| EXCERPTED DATA |
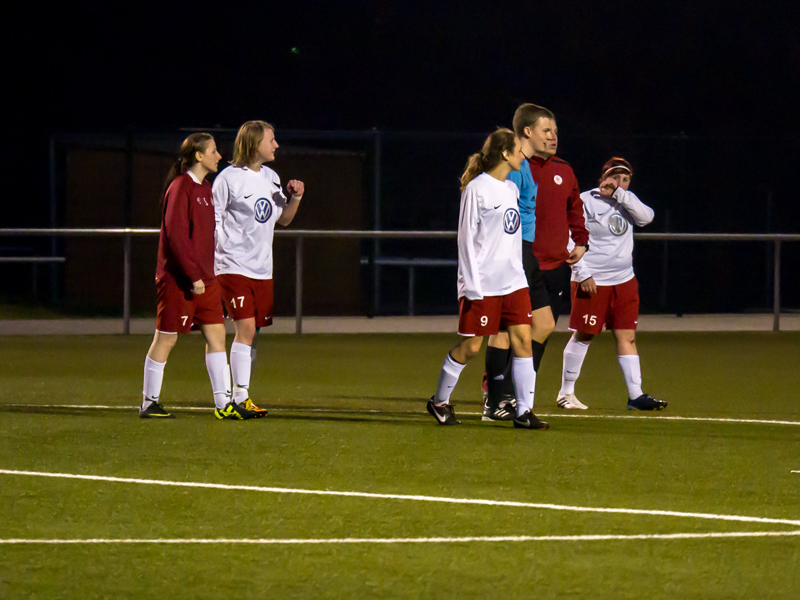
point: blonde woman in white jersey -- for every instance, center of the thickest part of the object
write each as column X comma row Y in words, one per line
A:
column 248, row 201
column 492, row 288
column 605, row 292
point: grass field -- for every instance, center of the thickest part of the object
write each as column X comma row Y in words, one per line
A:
column 348, row 416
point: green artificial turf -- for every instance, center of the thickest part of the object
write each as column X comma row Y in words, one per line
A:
column 347, row 414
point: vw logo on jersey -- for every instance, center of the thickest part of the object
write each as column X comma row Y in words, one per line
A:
column 511, row 220
column 617, row 224
column 263, row 210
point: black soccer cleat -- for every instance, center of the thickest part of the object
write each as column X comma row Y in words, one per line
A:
column 505, row 411
column 528, row 420
column 154, row 411
column 444, row 414
column 645, row 402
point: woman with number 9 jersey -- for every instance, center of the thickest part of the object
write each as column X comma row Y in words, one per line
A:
column 248, row 201
column 492, row 288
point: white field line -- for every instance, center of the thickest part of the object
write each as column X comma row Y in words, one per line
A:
column 378, row 411
column 432, row 540
column 474, row 501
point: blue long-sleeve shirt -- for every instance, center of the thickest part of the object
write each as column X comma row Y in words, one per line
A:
column 527, row 199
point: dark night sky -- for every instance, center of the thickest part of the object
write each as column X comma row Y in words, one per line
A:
column 704, row 68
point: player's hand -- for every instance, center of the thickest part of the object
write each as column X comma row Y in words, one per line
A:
column 608, row 186
column 576, row 254
column 295, row 187
column 588, row 286
column 198, row 287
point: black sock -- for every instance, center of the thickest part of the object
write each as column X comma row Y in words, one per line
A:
column 496, row 364
column 538, row 352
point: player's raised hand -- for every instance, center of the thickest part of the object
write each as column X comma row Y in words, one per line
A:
column 608, row 186
column 295, row 187
column 576, row 254
column 589, row 286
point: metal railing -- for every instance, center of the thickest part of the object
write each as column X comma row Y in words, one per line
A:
column 300, row 234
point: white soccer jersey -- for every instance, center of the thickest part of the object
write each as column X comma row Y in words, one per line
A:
column 610, row 221
column 246, row 205
column 489, row 239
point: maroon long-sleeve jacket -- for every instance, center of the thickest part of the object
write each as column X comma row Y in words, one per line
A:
column 186, row 244
column 559, row 211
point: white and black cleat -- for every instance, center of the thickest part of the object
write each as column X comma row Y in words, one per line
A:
column 505, row 411
column 528, row 420
column 645, row 402
column 444, row 414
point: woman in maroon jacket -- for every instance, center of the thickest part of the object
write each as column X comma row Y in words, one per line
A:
column 188, row 293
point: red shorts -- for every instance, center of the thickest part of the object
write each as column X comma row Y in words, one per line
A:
column 613, row 306
column 178, row 310
column 493, row 313
column 247, row 298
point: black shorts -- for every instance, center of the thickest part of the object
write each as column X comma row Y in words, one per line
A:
column 546, row 288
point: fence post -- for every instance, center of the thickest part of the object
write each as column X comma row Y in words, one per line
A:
column 298, row 286
column 126, row 285
column 376, row 226
column 776, row 290
column 411, row 291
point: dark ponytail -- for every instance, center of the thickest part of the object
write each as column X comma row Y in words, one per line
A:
column 197, row 142
column 491, row 155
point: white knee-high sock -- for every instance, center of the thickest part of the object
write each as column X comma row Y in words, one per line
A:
column 574, row 354
column 448, row 377
column 632, row 371
column 240, row 370
column 153, row 377
column 524, row 383
column 216, row 365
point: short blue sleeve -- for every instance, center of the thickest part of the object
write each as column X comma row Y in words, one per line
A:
column 527, row 199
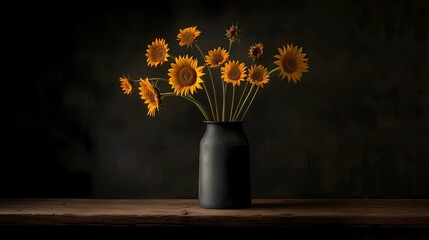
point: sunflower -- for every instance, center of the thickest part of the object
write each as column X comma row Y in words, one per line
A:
column 256, row 51
column 187, row 36
column 292, row 63
column 217, row 57
column 258, row 75
column 126, row 85
column 150, row 95
column 233, row 33
column 157, row 53
column 185, row 75
column 234, row 72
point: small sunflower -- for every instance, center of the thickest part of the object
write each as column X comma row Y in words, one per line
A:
column 258, row 75
column 233, row 33
column 292, row 62
column 126, row 85
column 217, row 57
column 157, row 53
column 150, row 95
column 256, row 51
column 234, row 72
column 187, row 36
column 185, row 75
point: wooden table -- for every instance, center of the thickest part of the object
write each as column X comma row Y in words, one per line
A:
column 343, row 217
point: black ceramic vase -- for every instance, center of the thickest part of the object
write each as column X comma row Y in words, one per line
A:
column 224, row 170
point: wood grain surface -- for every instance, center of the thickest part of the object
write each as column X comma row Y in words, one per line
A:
column 185, row 212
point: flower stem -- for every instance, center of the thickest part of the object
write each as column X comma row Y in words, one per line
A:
column 244, row 102
column 159, row 79
column 232, row 102
column 239, row 101
column 273, row 70
column 224, row 86
column 193, row 100
column 213, row 87
column 250, row 103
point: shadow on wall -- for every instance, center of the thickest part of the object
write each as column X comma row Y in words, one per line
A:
column 355, row 126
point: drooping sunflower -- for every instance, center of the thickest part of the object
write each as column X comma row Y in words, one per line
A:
column 234, row 72
column 292, row 62
column 233, row 33
column 217, row 57
column 126, row 85
column 188, row 35
column 185, row 75
column 157, row 52
column 150, row 95
column 258, row 75
column 256, row 51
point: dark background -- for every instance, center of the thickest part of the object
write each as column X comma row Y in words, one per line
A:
column 357, row 125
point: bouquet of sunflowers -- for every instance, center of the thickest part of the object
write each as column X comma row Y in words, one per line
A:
column 222, row 102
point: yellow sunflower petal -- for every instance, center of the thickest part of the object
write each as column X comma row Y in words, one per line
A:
column 258, row 75
column 126, row 85
column 292, row 62
column 157, row 53
column 234, row 72
column 217, row 57
column 185, row 75
column 188, row 36
column 150, row 95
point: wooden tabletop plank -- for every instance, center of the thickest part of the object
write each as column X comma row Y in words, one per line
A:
column 185, row 212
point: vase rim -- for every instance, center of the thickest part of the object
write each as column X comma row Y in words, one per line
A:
column 226, row 122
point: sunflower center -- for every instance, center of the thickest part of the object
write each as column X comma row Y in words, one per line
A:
column 189, row 38
column 159, row 53
column 256, row 52
column 257, row 76
column 187, row 76
column 217, row 59
column 289, row 65
column 234, row 74
column 151, row 96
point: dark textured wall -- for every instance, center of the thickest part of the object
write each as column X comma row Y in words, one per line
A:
column 357, row 125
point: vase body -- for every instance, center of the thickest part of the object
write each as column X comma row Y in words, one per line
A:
column 224, row 167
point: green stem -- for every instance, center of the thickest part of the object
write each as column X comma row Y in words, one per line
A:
column 213, row 86
column 232, row 102
column 250, row 103
column 159, row 79
column 193, row 100
column 239, row 101
column 229, row 49
column 224, row 86
column 273, row 70
column 244, row 102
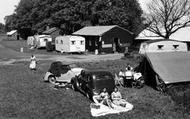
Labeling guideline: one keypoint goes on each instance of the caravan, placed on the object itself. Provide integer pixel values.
(70, 44)
(31, 41)
(162, 46)
(41, 40)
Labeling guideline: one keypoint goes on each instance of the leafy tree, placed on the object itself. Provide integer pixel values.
(168, 16)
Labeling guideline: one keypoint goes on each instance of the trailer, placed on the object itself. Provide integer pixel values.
(41, 40)
(70, 44)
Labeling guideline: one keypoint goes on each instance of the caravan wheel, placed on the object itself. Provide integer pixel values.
(52, 79)
(161, 87)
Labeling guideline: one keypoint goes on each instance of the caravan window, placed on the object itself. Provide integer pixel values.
(160, 47)
(73, 42)
(45, 40)
(61, 42)
(90, 43)
(56, 41)
(82, 42)
(175, 47)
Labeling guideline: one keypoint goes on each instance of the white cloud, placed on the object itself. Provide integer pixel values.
(7, 7)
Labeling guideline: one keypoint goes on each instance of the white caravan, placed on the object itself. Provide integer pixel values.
(42, 39)
(70, 44)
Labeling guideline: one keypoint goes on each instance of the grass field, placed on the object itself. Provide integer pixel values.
(23, 95)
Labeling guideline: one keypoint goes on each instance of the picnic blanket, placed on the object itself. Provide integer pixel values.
(102, 110)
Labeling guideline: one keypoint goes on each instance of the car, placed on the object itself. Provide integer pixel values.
(61, 73)
(91, 82)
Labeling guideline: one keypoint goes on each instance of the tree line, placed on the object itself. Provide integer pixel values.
(71, 15)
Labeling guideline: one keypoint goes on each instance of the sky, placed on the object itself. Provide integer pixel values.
(7, 7)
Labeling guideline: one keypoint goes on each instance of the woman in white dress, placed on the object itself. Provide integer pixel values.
(32, 62)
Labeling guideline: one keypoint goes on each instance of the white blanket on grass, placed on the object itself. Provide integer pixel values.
(103, 110)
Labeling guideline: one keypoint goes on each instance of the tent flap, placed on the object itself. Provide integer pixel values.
(171, 67)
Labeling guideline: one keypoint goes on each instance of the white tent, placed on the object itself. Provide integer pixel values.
(163, 46)
(146, 34)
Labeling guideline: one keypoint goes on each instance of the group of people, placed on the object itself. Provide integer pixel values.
(106, 99)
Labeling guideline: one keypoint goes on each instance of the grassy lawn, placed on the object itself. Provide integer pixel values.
(23, 95)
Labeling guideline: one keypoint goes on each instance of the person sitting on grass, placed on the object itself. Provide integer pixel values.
(105, 98)
(102, 98)
(117, 98)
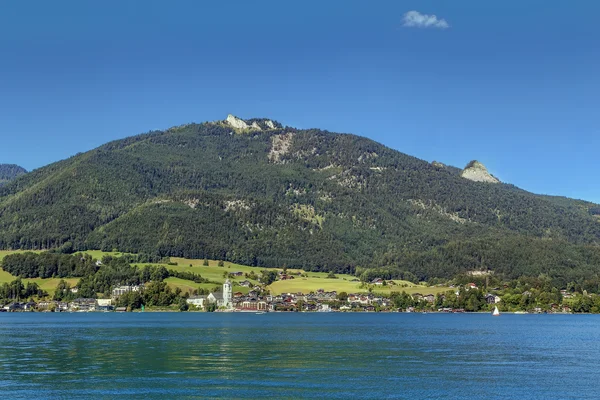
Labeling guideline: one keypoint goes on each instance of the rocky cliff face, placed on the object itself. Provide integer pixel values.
(253, 124)
(476, 171)
(236, 122)
(8, 172)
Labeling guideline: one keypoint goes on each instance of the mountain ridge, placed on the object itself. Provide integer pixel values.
(286, 196)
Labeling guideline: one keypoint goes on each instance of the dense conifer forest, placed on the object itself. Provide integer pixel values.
(285, 197)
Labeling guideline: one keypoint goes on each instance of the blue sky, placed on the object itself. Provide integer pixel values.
(513, 84)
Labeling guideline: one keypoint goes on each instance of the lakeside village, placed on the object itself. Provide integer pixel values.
(259, 301)
(120, 284)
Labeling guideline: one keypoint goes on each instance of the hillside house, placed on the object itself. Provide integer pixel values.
(198, 301)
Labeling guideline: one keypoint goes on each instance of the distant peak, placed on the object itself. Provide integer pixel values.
(258, 124)
(476, 171)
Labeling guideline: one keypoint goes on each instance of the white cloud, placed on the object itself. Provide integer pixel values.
(414, 19)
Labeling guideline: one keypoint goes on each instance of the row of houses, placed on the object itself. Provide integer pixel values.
(58, 306)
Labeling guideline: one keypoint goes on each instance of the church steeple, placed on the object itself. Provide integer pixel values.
(227, 295)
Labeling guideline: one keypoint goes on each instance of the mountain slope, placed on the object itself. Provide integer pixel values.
(8, 172)
(258, 193)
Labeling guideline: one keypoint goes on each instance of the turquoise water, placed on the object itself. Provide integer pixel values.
(280, 356)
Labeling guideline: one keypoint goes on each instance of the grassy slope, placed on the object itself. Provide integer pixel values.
(314, 282)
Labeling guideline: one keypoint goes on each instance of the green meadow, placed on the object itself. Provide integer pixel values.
(312, 282)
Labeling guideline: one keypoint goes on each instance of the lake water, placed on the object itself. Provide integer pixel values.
(295, 356)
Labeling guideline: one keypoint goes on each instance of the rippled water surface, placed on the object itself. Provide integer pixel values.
(367, 356)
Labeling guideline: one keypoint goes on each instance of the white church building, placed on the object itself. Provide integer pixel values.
(222, 300)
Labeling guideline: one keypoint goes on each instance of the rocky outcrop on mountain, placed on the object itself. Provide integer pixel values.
(8, 172)
(236, 122)
(252, 124)
(476, 171)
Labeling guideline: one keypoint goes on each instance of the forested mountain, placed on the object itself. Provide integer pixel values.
(255, 192)
(8, 172)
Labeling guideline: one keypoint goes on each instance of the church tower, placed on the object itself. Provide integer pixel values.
(227, 295)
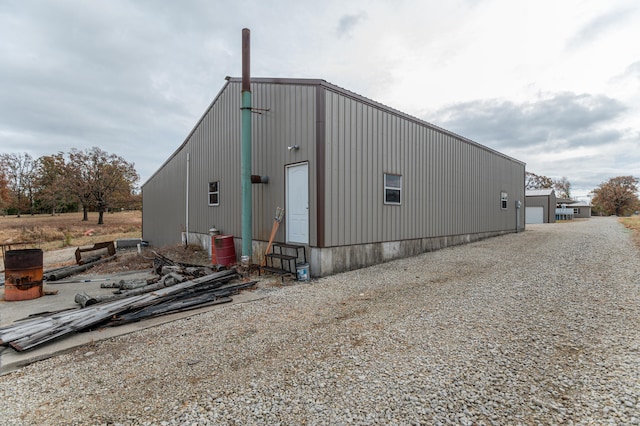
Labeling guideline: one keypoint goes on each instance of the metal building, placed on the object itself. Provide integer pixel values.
(540, 206)
(361, 183)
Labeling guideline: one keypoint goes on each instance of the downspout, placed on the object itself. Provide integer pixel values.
(247, 233)
(186, 208)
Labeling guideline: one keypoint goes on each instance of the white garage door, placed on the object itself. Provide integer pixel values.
(534, 215)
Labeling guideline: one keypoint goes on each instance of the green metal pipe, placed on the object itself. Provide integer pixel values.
(247, 208)
(247, 233)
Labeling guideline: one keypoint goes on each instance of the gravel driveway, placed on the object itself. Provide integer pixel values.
(541, 327)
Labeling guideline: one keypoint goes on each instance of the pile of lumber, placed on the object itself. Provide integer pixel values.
(202, 291)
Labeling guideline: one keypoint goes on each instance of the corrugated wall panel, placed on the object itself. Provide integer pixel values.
(214, 146)
(450, 186)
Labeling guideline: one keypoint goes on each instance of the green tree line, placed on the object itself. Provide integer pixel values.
(90, 179)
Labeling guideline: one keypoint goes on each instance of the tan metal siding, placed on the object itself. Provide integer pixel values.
(449, 185)
(214, 148)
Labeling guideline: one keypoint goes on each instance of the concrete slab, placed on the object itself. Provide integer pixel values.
(11, 312)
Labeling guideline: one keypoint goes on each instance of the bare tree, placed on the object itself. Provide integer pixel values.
(619, 196)
(99, 178)
(562, 187)
(50, 182)
(534, 181)
(78, 177)
(4, 190)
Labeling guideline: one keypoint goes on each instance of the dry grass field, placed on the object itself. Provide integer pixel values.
(51, 233)
(633, 223)
(67, 230)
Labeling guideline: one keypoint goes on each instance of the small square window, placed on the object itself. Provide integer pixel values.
(392, 189)
(214, 193)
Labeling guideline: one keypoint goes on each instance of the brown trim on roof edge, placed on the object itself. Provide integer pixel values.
(320, 164)
(367, 101)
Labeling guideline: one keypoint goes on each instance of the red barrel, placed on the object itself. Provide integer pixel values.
(23, 275)
(224, 250)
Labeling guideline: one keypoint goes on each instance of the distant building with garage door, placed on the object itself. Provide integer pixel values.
(361, 183)
(540, 206)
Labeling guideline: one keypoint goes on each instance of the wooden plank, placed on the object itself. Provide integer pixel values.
(31, 333)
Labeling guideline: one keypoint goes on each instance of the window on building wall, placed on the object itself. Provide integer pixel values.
(392, 189)
(214, 193)
(504, 200)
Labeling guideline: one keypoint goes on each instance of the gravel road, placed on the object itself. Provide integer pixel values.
(540, 327)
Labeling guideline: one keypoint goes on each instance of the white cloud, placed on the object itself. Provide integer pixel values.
(557, 84)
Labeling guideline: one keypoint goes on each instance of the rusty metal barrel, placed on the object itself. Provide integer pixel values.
(23, 274)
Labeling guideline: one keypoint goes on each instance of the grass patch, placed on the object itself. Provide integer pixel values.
(68, 230)
(633, 223)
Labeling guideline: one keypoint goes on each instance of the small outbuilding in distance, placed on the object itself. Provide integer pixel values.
(540, 206)
(361, 183)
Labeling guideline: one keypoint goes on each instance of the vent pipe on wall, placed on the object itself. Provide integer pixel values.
(247, 232)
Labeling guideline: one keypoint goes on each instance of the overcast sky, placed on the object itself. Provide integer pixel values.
(555, 84)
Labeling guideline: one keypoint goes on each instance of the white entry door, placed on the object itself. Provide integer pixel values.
(297, 209)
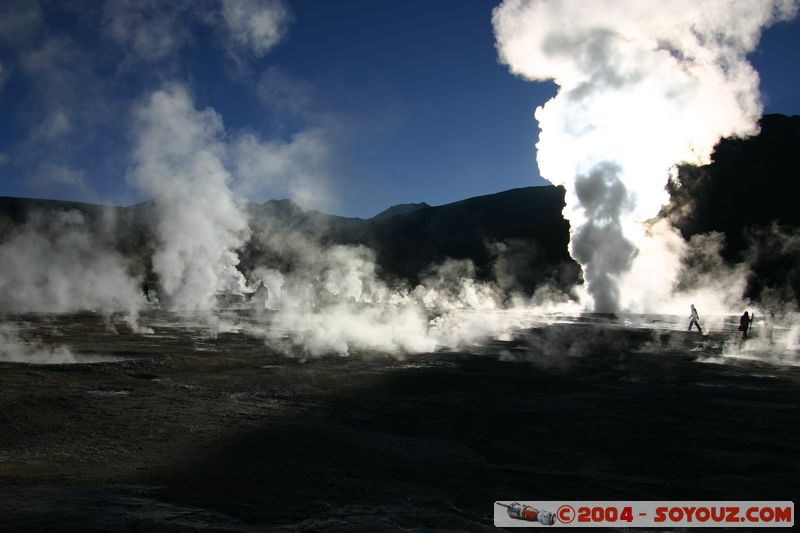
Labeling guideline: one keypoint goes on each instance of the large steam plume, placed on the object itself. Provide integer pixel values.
(642, 86)
(180, 161)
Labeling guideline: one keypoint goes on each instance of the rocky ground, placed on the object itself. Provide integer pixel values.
(191, 431)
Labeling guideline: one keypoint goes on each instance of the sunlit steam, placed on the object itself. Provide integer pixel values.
(642, 86)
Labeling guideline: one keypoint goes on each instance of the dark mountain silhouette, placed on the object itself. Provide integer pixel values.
(400, 209)
(748, 193)
(522, 228)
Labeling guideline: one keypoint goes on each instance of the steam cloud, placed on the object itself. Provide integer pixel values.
(179, 160)
(642, 86)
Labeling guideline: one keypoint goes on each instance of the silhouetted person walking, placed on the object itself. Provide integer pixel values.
(744, 324)
(694, 320)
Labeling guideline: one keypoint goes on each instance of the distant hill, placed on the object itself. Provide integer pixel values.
(400, 209)
(749, 193)
(521, 225)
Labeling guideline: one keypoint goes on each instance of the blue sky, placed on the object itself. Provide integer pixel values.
(348, 106)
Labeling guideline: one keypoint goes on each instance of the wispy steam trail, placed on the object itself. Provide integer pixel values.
(642, 86)
(179, 160)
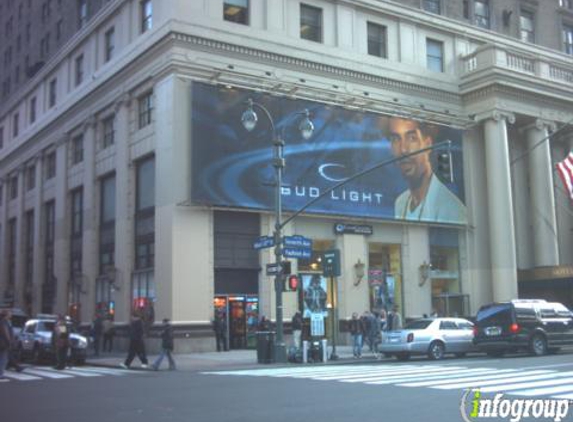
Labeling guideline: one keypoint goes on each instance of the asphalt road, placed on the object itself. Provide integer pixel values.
(244, 395)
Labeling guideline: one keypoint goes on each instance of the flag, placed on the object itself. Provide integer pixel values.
(565, 170)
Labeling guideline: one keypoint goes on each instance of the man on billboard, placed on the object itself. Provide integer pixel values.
(427, 198)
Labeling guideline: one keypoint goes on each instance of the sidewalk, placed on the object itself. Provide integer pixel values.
(224, 360)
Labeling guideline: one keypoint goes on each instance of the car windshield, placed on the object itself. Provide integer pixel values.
(420, 324)
(495, 314)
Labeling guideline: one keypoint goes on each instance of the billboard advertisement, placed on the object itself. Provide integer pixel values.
(233, 167)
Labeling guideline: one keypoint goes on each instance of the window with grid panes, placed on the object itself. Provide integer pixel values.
(376, 40)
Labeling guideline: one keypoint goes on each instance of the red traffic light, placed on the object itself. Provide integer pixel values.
(293, 282)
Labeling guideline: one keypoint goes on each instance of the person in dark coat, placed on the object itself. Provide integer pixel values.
(166, 346)
(220, 328)
(136, 344)
(61, 342)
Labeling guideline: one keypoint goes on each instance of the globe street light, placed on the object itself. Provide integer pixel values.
(249, 120)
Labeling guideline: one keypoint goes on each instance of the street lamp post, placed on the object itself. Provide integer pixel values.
(306, 128)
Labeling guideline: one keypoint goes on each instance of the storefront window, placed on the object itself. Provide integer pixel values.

| EXERCISE INSTRUCTIONS |
Reproduce word for word every line from the start of the lines down through the one containing "column 347, row 414", that line included. Omit the pictures.

| FINISHED ANSWER |
point: blonde woman in white jersey -- for every instance, center of the thickest part of the object
write each as column X comma row Y in words, one per line
A:
column 248, row 201
column 492, row 288
column 605, row 292
point: grass field -- for every instance, center of the thickest part of the object
write each as column X comma row Y in words, one per line
A:
column 348, row 416
point: green artificial turf -- for every instance, center of the thickest part of the object
write each as column X comma row Y in words, one per line
A:
column 347, row 414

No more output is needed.